» AIM OF THE TASK:
Write out the entries below word for word, starting at the line that contains "Each instance of the background bird's neck" and ending at the last line of the entries. Leave the pictures out.
# DATA FOR THIS EXERCISE start
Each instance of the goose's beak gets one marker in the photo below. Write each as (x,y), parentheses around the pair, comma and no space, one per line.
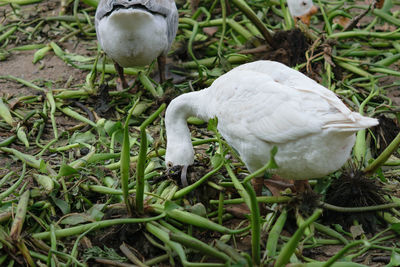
(307,17)
(183,176)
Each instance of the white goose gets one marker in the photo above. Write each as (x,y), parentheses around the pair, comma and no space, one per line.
(302,9)
(135,32)
(264,104)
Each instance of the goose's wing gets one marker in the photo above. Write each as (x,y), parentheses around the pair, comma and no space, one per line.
(252,103)
(166,8)
(287,76)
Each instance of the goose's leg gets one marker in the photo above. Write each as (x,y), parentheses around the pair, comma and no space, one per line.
(161,60)
(302,186)
(121,75)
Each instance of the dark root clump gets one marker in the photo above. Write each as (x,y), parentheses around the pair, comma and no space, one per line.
(353,189)
(292,47)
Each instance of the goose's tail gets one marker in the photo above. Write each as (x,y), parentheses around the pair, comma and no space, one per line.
(353,123)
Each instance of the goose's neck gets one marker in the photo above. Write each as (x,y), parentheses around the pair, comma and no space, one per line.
(179,145)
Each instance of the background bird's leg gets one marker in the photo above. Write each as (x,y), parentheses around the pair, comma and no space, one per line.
(302,186)
(121,75)
(161,60)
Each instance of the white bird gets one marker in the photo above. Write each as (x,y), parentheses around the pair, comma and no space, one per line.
(264,104)
(135,32)
(302,9)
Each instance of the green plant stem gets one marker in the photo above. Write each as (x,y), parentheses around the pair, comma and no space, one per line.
(15,185)
(19,219)
(255,224)
(274,234)
(329,231)
(186,190)
(289,248)
(196,244)
(142,158)
(339,254)
(242,6)
(270,165)
(125,161)
(95,225)
(382,158)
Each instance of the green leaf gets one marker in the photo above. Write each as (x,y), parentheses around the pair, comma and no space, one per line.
(111,127)
(76,219)
(66,170)
(61,204)
(216,160)
(86,137)
(212,124)
(95,212)
(396,227)
(394,259)
(170,205)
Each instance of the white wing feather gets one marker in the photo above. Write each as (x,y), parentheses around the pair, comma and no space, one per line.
(282,106)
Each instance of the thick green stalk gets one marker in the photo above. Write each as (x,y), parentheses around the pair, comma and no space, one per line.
(289,248)
(19,219)
(142,158)
(382,158)
(95,225)
(11,189)
(242,5)
(273,236)
(255,224)
(339,254)
(125,162)
(186,190)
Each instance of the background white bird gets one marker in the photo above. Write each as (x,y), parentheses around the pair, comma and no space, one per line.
(135,32)
(302,9)
(264,104)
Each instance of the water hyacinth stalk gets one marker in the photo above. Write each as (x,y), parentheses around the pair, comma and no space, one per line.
(15,185)
(360,147)
(289,248)
(5,113)
(22,136)
(125,160)
(273,236)
(19,219)
(28,159)
(76,230)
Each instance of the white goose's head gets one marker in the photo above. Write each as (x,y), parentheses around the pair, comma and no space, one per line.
(179,150)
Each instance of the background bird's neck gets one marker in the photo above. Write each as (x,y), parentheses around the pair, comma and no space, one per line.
(181,108)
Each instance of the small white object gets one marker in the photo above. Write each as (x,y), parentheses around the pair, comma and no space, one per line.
(264,104)
(299,8)
(135,32)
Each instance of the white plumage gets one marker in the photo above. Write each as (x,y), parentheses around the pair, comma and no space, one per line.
(299,7)
(135,32)
(264,104)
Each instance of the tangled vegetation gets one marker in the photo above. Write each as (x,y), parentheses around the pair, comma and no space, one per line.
(82,175)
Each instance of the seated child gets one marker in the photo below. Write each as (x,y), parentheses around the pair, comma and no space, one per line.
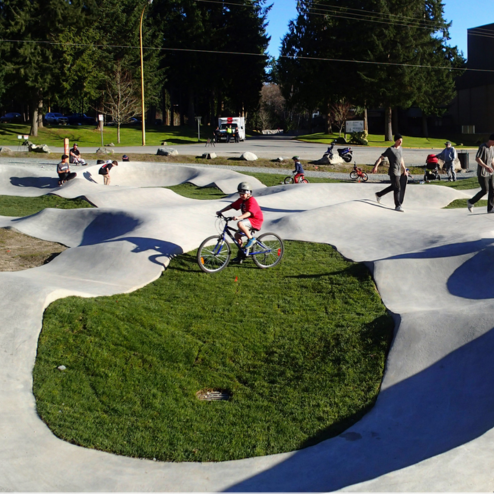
# DATA FOR THIS EXERCISE end
» COMPLETE ANSWER:
Each instance of the background bird's neck gets one marker in the photo above. Write each as (x,y), parentheses around the pair, comma and no space, one per line.
(181,108)
Each instance of the small white object gets one marker in the photo above. Write each as (x,y), parentheses around the pair, comma and no space, one per line.
(264,104)
(299,8)
(135,32)
Each instance of the white plumage gets one marker in the photo above. Write each as (x,y), parentheses around the pair, comma and no space, one per line.
(299,7)
(135,32)
(264,104)
Each instance of the tangled vegetation gets one marker in the photo above. Write each as (x,y), parentheses around the pair, comma and no space, one per line.
(82,175)
Each instance of the seated child gets one marker in the photo below. Write each as (x,y), parentheses around the pair, comma and no space, one per line.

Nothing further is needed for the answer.